New Year When You Want To

So that’s it. 2014 is here and with it tons of predictions, hopes, fears and general pondering on what this year may bring, all while reflecting on the last 365 days of happenings. What went wrong, what went right, who died, who nearly died, why oh why isn’t Jeremy Clarkson dead etc etc. I’m very certain it’s an age thing, but I find it very hard not to just see today as ‘another day’. I’m not some sort of Dawkins-esque misery guts who’s decided that because time is a concept that celebrating its passing is pointless or that love is just a chemical reaction or that fun is dead or why don’t why all just lie in a puddle and wait to die. Far from it. I think it’s just I have, in recent years, got a tad bored with getting all excited about the bog standard dates to jump up and down about.

> _What you are asked to do_: From the New Year post, pull out word for word the part that opens with the words containing "So that’s it." and closes with "and down about.". The records have nothing to do with this.

Records of position annotations

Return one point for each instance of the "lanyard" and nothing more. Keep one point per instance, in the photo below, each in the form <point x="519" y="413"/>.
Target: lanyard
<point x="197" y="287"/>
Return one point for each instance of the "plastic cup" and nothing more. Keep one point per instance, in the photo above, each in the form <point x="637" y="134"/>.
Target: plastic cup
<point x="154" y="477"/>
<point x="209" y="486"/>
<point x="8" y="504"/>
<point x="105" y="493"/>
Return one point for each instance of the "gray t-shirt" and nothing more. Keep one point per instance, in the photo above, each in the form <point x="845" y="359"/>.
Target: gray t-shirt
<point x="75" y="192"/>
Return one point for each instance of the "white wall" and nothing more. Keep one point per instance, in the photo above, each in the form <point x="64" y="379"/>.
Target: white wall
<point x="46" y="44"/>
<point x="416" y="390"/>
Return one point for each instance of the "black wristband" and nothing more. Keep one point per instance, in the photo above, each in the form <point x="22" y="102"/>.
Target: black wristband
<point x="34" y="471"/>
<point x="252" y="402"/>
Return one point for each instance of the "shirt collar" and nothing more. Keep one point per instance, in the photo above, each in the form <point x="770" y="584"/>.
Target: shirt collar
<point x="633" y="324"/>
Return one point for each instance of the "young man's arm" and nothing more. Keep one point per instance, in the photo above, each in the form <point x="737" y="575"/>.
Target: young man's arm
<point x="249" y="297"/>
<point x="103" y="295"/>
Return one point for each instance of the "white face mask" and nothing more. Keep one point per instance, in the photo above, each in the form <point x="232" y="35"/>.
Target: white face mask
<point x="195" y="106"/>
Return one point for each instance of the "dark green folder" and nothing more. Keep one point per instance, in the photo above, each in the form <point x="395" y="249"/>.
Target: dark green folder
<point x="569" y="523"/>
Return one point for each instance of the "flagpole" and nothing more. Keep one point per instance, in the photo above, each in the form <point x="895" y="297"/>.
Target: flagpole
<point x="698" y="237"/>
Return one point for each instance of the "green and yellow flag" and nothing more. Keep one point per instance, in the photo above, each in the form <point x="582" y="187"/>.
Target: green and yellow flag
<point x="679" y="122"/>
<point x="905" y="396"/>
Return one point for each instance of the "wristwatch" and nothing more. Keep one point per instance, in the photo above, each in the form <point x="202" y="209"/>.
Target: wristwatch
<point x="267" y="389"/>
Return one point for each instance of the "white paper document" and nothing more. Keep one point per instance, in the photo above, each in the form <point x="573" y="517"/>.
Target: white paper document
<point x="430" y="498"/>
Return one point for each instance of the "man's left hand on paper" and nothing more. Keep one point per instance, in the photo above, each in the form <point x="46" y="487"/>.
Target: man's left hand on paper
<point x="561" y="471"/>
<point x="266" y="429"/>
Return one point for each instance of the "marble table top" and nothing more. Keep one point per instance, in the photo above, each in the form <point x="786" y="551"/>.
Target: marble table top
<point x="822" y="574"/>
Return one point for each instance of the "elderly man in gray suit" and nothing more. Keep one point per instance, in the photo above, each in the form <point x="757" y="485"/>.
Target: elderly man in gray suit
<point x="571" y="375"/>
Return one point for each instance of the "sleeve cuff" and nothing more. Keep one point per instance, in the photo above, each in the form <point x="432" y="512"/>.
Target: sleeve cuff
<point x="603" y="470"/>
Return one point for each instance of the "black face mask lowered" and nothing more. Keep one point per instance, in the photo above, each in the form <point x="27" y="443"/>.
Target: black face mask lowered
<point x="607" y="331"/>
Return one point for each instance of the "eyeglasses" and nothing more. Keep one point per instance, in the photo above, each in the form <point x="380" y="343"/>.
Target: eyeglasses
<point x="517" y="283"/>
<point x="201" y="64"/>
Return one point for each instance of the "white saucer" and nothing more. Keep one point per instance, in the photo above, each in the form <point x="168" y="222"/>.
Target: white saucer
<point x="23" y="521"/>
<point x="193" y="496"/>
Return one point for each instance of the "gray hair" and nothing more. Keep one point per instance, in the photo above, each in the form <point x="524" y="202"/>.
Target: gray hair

> _Written solution_:
So that’s it. 2014 is here and with it tons of predictions, hopes, fears and general pondering on what this year may bring, all while reflecting on the last 365 days of happenings. What went wrong, what went right, who died, who nearly died, why oh why isn’t Jeremy Clarkson dead etc etc. I’m very certain it’s an age thing, but I find it very hard not to just see today as ‘another day’. I’m not some sort of Dawkins-esque misery guts who’s decided that because time is a concept that celebrating its passing is pointless or that love is just a chemical reaction or that fun is dead or why don’t why all just lie in a puddle and wait to die. Far from it. I think it’s just I have, in recent years, got a tad bored with getting all excited about the bog standard dates to jump up and down about.